== TAREFAS A REALIZAR ==
- A) Com base no excerto, responda às perguntas abaixo.
(i) Que duas vantagens oferecia a CUF, segundo o texto?
(ii) De manhã, que faculdade era frequentada?
(iii) Quem foi o primeiro treinador referido?
- B) Extraia do excerto, sem qualquer alteração, o trecho que começa em "Estávamos em 65, era" e termina em "um pavor ridículo.".

== EXCERTO ==
-----

António Cagica Rapaz

O Barreiro evocava, no meu espírito, o fumo das fábricas, o lodo da maré vazia, terra de gente sombria, contracapa descolorida de Lisboa.
Estávamos em 65, era o adeus ao irrespirável campo de Santa Bárbara onde jogara várias vezes e onde vira, em miúdo, muitos jogos do Belenenses. Recordo a desagradável impressão da Guarda Republicana, de costas para o campo e olhos fixos nos espectadores, um pavor ridículo.
Conservava dos jogadores da CUF uma imagem de homens-máquina que deitavam fumo pelos olhos, enchiam o peito de azoto e arrotavam gás carbónico, e a ideia de trocar o Mondego pelo Tejo e o choupal pelas fábricas, não me entusiasmava. Porém, a CUF oferecia-me melhores condições monetárias e a possibilidade de continuar a estudar.
A CUF era uma colectividade de características muito especiais que aliciava os jogadores com a promessa do futuro garantido, com um emprego nos escritórios, argumento que lhe permitia pagar fracas luvas. Futebolistas em fim de carreira aproveitavam a oportunidade, casos de Arsénio, Faia, Mário João, Salvador e outros. Mas para os mais novos era uma ilusão, o ordenado no escritório era fraco, porque as habilitações eram modestas e porque não eram assíduos ao trabalho. Só raros como o Zé Maria e o Abalroado, iam com alguma regularidade ao serviço. Com ausências sistemáticas (cobertas pelos avisos do Gregório Palma), não justificavam aumentos que teriam escandalizado os colegas que não faltavam. E no fim da carreira de futebolistas estavam com o mesmo ordenado com que tinham entrado, mas habituados aos extra dos prémios de jogo. Por isso, de certa forma, a CUF era uma miragem, porque nunca foi frontalmente assumida a situação de excepção que os jogadores deveriam ter. E futebolistas extraordinários, como o Medeiros, podiam ter feito grandes carreiras noutros clubes, em vez de ficarem presos à ilusão de um emprego…
Para mim foi o ideal, porque me permitiu continuar a estudar. De manhã ia à Faculdade de Letras. Depois, almoçava a correr, apanhava o barco para o Barreiro, e só voltava a Lisboa à boca da noite, para descansar, estudar e alguma diversão. Apesar deste ritmo e dos estágios, consegui um aproveitamento total, tendo concluído o curso sem grande dificuldade. Porque tinham desaparecido os motivos de angústia que me haviam atormentado em Coimbra…
O clima na CUF era muito especial, havia uma casta superior constituída pelos senhores engenheiros que dirigiam o clube e que tinham com os jogadores uma relação algo ambígua. Gostavam de futebol e tinha uma evidente admiração pelos futebolistas, honravam-se mesmo de certa forma de aparente familiaridade. Contudo (e é a outra face da moeda) cultivavam a superioridade, usavam o tratamento por tu num tom condescendente e senhorial. De um lado, o jogador da bola, do outro lado o senhor engenheiro. Apreciavam o servilismo, a lisonja, a reverência, e gostavam de ver os jogadores lutar em campo como os tribunos romanos gozavam o espectáculo dos gladiadores no circo. Há aqui algum exagero, mas não muito. A verdade é que esse tipo de subserviência nunca foi a minha especialidade. Tal como nunca senti vocação de gladiador. Certa vez, num jogo amigável, fui excluído ao intervalo porque “não dava porrada”. Expus os meus argumentos e acabei por voltar ao jogo…
O meu primeiro treinador foi Manuel de Oliveira, sagaz, competente, trabalhador. Saiu a meio da época, tendo sido substituído por João Mário e, depois, pelo arquitecto Anselmo Fernandez. A seguir, veio Meirim e, mais tarde, Costa Pereira.

-----

== EXCERTOS DO MATERIAL ==
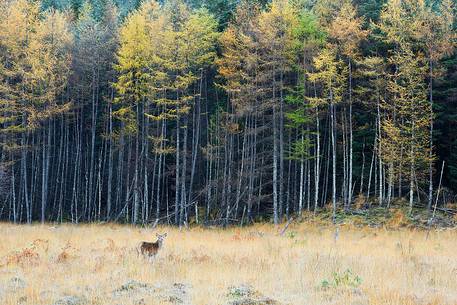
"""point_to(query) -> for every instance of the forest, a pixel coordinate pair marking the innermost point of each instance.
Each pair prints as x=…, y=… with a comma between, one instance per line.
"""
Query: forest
x=224, y=112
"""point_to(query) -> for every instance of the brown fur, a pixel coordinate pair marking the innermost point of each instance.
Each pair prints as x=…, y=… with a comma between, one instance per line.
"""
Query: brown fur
x=150, y=249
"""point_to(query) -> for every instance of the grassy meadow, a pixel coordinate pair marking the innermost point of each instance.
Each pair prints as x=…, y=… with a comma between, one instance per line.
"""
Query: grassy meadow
x=309, y=264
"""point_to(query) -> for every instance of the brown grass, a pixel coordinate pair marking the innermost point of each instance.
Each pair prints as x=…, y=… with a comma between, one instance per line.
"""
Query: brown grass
x=305, y=266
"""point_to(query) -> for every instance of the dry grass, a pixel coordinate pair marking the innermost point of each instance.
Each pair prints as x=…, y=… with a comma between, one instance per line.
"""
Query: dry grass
x=43, y=264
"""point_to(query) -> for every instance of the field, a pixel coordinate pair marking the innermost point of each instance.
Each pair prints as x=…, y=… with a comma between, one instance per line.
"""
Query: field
x=309, y=264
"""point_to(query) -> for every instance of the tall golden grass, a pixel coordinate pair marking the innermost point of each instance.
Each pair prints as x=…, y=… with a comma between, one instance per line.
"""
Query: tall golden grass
x=307, y=265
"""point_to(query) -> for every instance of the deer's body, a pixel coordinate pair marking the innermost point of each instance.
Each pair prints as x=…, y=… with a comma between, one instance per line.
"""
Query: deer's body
x=150, y=249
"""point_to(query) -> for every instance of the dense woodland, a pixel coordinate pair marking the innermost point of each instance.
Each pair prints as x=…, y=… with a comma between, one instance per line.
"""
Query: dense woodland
x=224, y=112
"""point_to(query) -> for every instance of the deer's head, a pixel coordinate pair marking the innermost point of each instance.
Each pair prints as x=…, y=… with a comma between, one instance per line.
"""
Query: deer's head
x=161, y=238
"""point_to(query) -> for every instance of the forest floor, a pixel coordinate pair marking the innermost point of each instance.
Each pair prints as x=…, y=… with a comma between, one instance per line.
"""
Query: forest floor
x=311, y=263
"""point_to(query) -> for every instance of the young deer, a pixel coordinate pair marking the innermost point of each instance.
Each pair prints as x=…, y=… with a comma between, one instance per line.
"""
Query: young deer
x=150, y=250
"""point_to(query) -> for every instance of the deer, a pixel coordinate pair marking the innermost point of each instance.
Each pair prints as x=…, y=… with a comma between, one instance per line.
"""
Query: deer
x=150, y=250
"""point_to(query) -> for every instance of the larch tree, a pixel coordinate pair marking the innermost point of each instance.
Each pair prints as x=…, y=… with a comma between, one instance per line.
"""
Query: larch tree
x=330, y=73
x=346, y=30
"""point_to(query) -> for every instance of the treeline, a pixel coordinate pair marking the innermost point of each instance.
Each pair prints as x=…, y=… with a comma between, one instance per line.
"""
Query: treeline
x=222, y=112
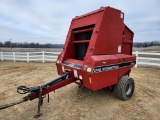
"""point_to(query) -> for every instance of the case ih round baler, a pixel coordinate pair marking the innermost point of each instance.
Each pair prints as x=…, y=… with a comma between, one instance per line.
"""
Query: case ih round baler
x=97, y=54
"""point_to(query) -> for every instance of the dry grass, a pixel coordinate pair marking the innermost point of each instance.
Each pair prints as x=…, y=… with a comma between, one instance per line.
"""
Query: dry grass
x=73, y=103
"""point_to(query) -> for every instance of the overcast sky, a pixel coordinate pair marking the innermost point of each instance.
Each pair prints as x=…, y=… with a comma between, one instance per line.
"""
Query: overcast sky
x=48, y=21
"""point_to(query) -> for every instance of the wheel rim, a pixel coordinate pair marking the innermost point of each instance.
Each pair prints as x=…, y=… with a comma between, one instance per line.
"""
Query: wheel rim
x=128, y=89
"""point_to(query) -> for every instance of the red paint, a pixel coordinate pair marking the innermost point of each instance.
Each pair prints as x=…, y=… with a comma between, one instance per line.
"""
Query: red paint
x=110, y=44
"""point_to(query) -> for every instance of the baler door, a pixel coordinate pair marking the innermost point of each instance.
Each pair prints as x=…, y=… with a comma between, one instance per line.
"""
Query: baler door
x=81, y=50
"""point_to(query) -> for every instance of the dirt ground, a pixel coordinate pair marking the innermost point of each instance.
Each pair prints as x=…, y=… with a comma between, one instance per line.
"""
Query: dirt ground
x=73, y=103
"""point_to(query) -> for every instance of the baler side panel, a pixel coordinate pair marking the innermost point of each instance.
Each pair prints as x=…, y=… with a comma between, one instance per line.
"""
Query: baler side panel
x=127, y=41
x=110, y=32
x=101, y=79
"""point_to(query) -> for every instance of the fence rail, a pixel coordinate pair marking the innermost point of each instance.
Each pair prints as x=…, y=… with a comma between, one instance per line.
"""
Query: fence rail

-----

== RESPOSTAS COMPLETAS ==
- A)
(i) Melhores condições monetárias e a possibilidade de continuar a estudar.
(ii) A Faculdade de Letras.
(iii) Manuel de Oliveira.

- B)
Estávamos em 65, era o adeus ao irrespirável campo de Santa Bárbara onde jogara várias vezes e onde vira, em miúdo, muitos jogos do Belenenses. Recordo a desagradável impressão da Guarda Republicana, de costas para o campo e olhos fixos nos espectadores, um pavor ridículo.